(What you need to do): Your output should be every line below, copied exactly.
_ _ _
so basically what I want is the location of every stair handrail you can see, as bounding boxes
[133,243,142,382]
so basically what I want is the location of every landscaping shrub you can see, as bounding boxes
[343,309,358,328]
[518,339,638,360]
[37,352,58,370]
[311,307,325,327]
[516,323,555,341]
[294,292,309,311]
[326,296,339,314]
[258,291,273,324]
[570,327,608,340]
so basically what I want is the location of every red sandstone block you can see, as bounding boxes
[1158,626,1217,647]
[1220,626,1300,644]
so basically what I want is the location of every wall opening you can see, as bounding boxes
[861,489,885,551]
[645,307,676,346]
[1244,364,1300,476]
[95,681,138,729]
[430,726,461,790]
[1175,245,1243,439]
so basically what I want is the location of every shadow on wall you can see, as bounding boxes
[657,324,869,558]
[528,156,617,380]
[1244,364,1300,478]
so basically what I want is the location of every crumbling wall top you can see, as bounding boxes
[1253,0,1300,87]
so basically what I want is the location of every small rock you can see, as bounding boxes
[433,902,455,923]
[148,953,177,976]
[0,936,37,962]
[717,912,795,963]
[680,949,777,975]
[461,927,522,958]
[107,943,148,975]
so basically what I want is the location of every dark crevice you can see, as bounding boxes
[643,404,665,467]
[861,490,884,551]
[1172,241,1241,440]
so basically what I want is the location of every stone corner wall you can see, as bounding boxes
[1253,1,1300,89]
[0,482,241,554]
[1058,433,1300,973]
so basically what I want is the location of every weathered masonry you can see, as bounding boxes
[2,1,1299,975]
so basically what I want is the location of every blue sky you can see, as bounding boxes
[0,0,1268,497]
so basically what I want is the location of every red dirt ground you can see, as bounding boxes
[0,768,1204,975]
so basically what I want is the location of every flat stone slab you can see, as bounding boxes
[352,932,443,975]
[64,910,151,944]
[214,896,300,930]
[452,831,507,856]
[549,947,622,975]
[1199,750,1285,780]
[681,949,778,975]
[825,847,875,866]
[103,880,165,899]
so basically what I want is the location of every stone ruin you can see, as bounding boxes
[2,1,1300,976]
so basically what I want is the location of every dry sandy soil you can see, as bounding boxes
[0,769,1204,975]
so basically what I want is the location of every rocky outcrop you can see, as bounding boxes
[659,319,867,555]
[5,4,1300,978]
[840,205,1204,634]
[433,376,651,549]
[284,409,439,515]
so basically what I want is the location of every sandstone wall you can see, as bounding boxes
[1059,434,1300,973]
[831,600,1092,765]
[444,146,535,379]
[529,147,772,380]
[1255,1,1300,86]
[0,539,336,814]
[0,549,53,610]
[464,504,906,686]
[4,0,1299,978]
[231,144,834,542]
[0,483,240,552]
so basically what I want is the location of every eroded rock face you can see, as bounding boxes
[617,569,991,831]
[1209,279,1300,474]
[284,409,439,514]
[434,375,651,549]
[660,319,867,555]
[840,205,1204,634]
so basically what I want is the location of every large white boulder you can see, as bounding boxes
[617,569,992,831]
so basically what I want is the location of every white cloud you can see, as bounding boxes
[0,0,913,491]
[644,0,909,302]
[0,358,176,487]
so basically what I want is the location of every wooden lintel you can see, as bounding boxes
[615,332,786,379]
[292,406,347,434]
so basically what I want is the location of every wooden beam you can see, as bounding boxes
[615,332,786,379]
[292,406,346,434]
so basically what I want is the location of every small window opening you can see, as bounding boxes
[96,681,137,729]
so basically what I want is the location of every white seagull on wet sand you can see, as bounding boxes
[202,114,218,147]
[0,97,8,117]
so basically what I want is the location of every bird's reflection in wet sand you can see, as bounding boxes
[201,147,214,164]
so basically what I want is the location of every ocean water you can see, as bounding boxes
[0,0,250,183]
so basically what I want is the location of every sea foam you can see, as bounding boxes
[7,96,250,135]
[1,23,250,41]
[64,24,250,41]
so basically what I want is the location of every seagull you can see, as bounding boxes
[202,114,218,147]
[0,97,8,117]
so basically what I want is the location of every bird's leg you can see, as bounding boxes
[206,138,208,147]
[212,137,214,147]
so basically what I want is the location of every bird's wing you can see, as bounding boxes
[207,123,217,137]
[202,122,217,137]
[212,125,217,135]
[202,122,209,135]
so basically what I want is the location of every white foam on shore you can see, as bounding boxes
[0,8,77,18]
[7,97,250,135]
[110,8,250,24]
_ _ _
(Result below):
so basically what I want is the location of every stair handrail you can see, as bounding boxes
[133,243,142,382]
so basically what I want is the location of every landscaping shrub you can see, as bounding boxes
[343,309,358,328]
[518,339,638,360]
[37,352,58,370]
[311,307,325,327]
[516,323,555,341]
[294,292,309,311]
[326,296,339,314]
[258,291,273,324]
[570,327,608,340]
so basically what I want is the location of every red sandstone block you can see, as bounding boxes
[1158,626,1217,647]
[1220,626,1300,644]
so basically what I want is the location of every wall opening you can see, as bounding boxes
[861,489,885,551]
[645,307,676,346]
[1244,364,1300,476]
[95,681,138,729]
[430,726,461,790]
[1175,245,1243,439]
so basically what I want is the location of every shadow on wall you can see, as bounding boxes
[657,324,869,558]
[528,156,617,380]
[1244,364,1300,478]
so basically what I want is the location of every crumbling wall top you can see, as bounding boxes
[1253,0,1300,87]
so basically what I want is the location of every small rock you can see, as bounding boxes
[433,902,455,923]
[148,953,177,976]
[0,936,37,962]
[717,912,795,963]
[680,949,777,975]
[461,927,522,958]
[107,943,148,975]
so basically what I want is the location of every dark crevice you can see, as bounding boxes
[643,404,665,467]
[861,490,884,551]
[1172,241,1241,440]
so basically what I want is the location of every stone corner wall you can see, as bounding boxes
[1253,1,1300,89]
[0,482,241,554]
[1058,433,1300,973]
so basically what I want is the location of every weathered masonry you can see, as bounding boxes
[2,1,1299,975]
so basically what I want is the location of every blue sky you can see, as bounding boxes
[0,0,1268,497]
so basically what I want is the location of every red dirt ground you can see, as bounding boxes
[0,768,1204,975]
so basically what I want is the location of every flat stone slab you can see, as bounding boxes
[352,932,443,975]
[64,910,151,944]
[214,896,300,930]
[452,831,507,856]
[549,947,622,975]
[1199,750,1285,780]
[681,949,778,975]
[825,847,875,866]
[103,880,165,899]
so basically what I want is the location of every stone ruin you can see, as bounding boxes
[2,1,1300,976]
so basically what I want is the location of every dry sandy soil you can see, as bounding boxes
[0,769,1204,975]
so basically what I want is the location of every rocky outcrop you can see, as bounding boxes
[659,319,867,555]
[5,4,1300,978]
[840,205,1204,634]
[433,376,651,549]
[284,409,439,515]
so basically what I want is the location of every sandstone wall you can see, as bounding boxes
[1059,434,1300,973]
[831,600,1092,765]
[444,146,535,379]
[529,147,772,380]
[1255,1,1300,86]
[0,539,336,814]
[0,549,53,610]
[464,504,906,686]
[4,0,1299,978]
[231,144,834,542]
[0,483,240,552]
so basically what I want is the location of every eroded rock face you can see, as bounding boxes
[617,569,991,831]
[1209,279,1300,474]
[284,409,439,514]
[434,375,651,549]
[660,319,867,555]
[840,205,1204,634]
so basically what I want is the location of every large white boulder you can see, as bounding boxes
[617,569,992,831]
so basically what I want is the location of every white cloud you can see, as bounding boxes
[0,0,913,491]
[644,0,909,302]
[0,358,176,487]
so basically what I want is the location of every wooden lintel you can see, as bounding boxes
[615,332,786,379]
[292,406,347,434]
so basically what I want is the location of every wooden beam you can see, as bounding boxes
[615,332,786,379]
[292,406,346,434]
so basically what I want is the location of every small window opening you can see, as bounding boxes
[96,681,137,729]
so basically what I want is the location of every white seagull on wet sand you can see, as bounding boxes
[202,114,218,147]
[0,97,8,117]
so basically what I want is the location of every bird's reflection in wet sand you can see, as bounding boxes
[201,147,214,164]
so basically what I want is the location of every ocean water you can see, as bounding boxes
[0,0,250,183]
so basically what I want is the location of every sea foam you can see, as bounding boxes
[7,96,250,135]
[1,23,250,41]
[64,24,250,41]
so basically what I want is the location of every seagull you can see, as bounding boxes
[202,114,218,147]
[0,97,8,117]
so basically what I want is the location of every bird's leg you can see, as bounding boxes
[206,138,208,147]
[212,137,214,147]
so basically what I want is the location of every bird's wing you can see, as bounding boxes
[207,123,217,137]
[202,122,217,137]
[212,125,217,135]
[202,122,209,135]
so basically what I want is the location of every white foam on shore you can see, as bounding boxes
[0,8,77,18]
[7,97,250,135]
[110,8,250,24]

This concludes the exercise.